* Apply what you read:
1 - In the text on cybercrime cost estimates, what annual figure does McGuire (2018) give for corporate espionage?
2 - Pick up the text on cybercrime cost estimates after its last line and continue it.

* Text segment:
◇ ◇ ◇ ◇ ◇ ◇ ◇

Chain Analysis (2023): Estimate illegal crypto transactions amount to $5B-$20B/yr (it fluctuated a lot during the pandemic). If you assume maybe a ~third of cybercime is done via crypto [as is the case for romance scams], then that gives you $15B-$60B/yr globally
I agree the eSentire >$3T number should be trusted very little. It doesn’t have any public methodology and got critcised soon after the original estimates came out in 2015 as part of companies trying to ‘one up’ each other:
The other ‘trillion dollar’ source that sometimes gets cited is McGuire (2018), who puts it at $1.5T. They do give a methodology of where this comes from, but...
$800B/yr is from illegal online markets, which is unclear to me where it comes from or if it should even be counted as ‘cybercrime’ in the way people normally mean
$500B/yr is corporate espionage—when, for reference, the NBR commission estimated that all US IP theft costs $225B – $600B/yr
$150B/yr is from stolen data, which comes from the author assuming {personal data is worth $200} * {600M records per year get stolen} -- when for reference the UN ODC (2010) put identity theft at $1B/yr
This is great, thank you very much!

◇ ◇ ◇ ◇ ◇ ◇ ◇

* Records provided:
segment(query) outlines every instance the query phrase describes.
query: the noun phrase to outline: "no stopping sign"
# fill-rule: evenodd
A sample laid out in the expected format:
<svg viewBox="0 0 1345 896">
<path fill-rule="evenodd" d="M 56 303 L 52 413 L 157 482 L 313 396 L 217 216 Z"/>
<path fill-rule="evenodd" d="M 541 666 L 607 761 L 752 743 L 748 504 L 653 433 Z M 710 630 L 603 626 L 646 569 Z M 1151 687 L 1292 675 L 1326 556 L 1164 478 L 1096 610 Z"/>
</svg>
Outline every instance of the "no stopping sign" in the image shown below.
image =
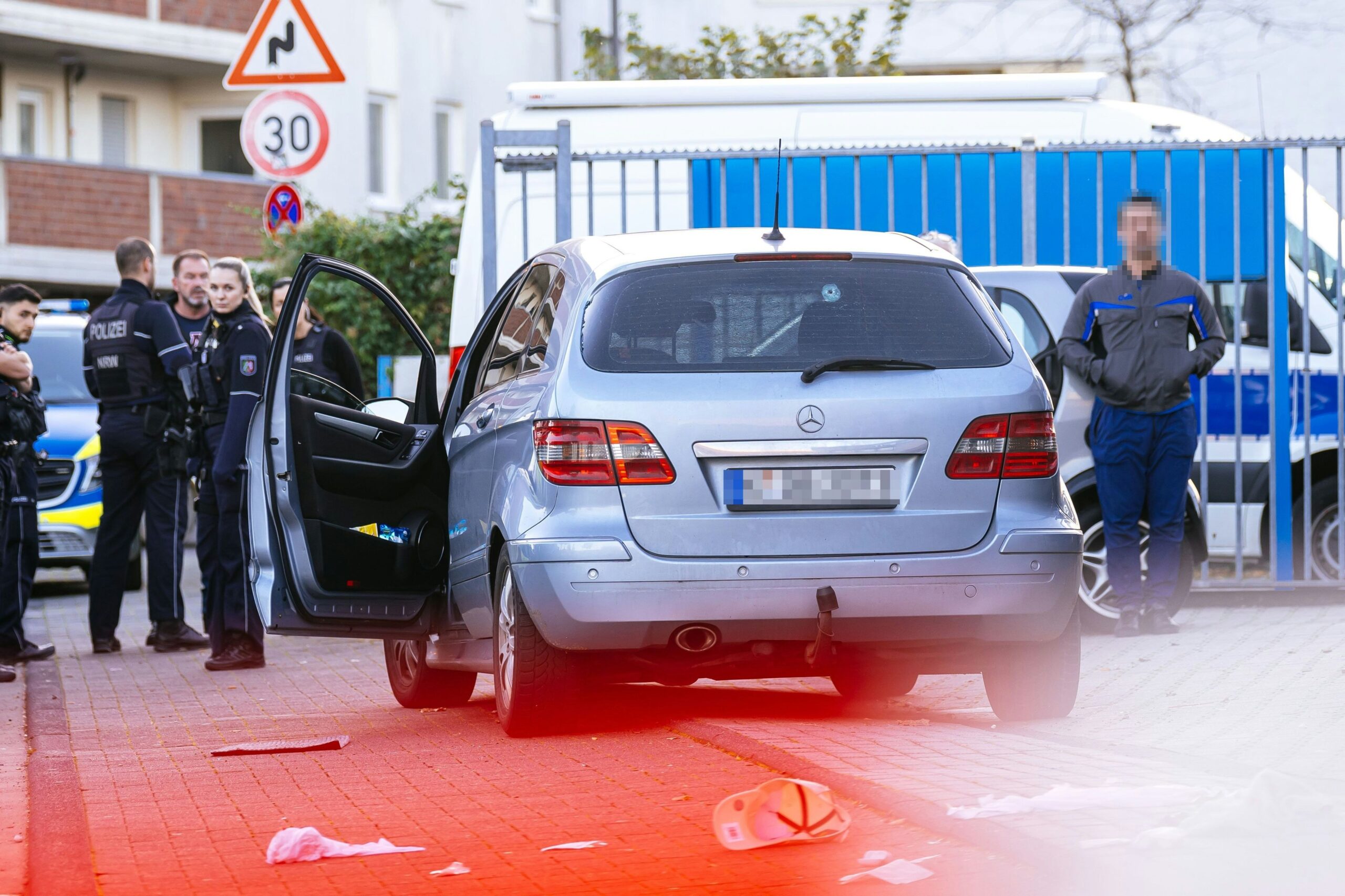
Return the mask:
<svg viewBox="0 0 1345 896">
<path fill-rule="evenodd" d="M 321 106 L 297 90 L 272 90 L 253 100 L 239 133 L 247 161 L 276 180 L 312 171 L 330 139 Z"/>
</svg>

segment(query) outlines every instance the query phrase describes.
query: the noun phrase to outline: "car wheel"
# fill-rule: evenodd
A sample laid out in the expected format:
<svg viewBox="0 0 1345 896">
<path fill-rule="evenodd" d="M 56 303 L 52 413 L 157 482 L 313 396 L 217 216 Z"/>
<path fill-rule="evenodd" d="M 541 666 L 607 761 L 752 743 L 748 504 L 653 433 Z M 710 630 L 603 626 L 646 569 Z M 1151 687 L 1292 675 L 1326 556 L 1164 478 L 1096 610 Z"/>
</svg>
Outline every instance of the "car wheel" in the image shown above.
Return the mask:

◇ ◇ ◇ ◇ ◇ ◇ ◇

* Results:
1 - $500B per year.

2 -
There are (at least) two different meanings of “costing” in large-scale economic impact thinking. The narrow meaning is “actual amount spent on this topic”. The more common (because it’s a bigger number) meaning is “how much bigger would the economy be in the counterfactual world that doesn’t have this feature”.
The article linked from Wikipedia says
Which puts it in the second category—most of these costs are NOT direct expenses, but indirect and foregone value. That doesn’t make it wrong, exactly, just not comparable to “real” measures (which GDP and GPP isn’t either, but it’s more defensible).
It’s extremely unclear whether LLM adoption and increasing capabilities will shift the equilibrium between attack and defense on these fronts. Actually, it’s almost certain that it will shift it, but it’s uncertain how much and in what direction, on what timeframes.
It’s further unclear whether legislation can slow the attacks more than they hinder defense.
Mostly, it’s not a useful estimate or model for reasoning about decisions.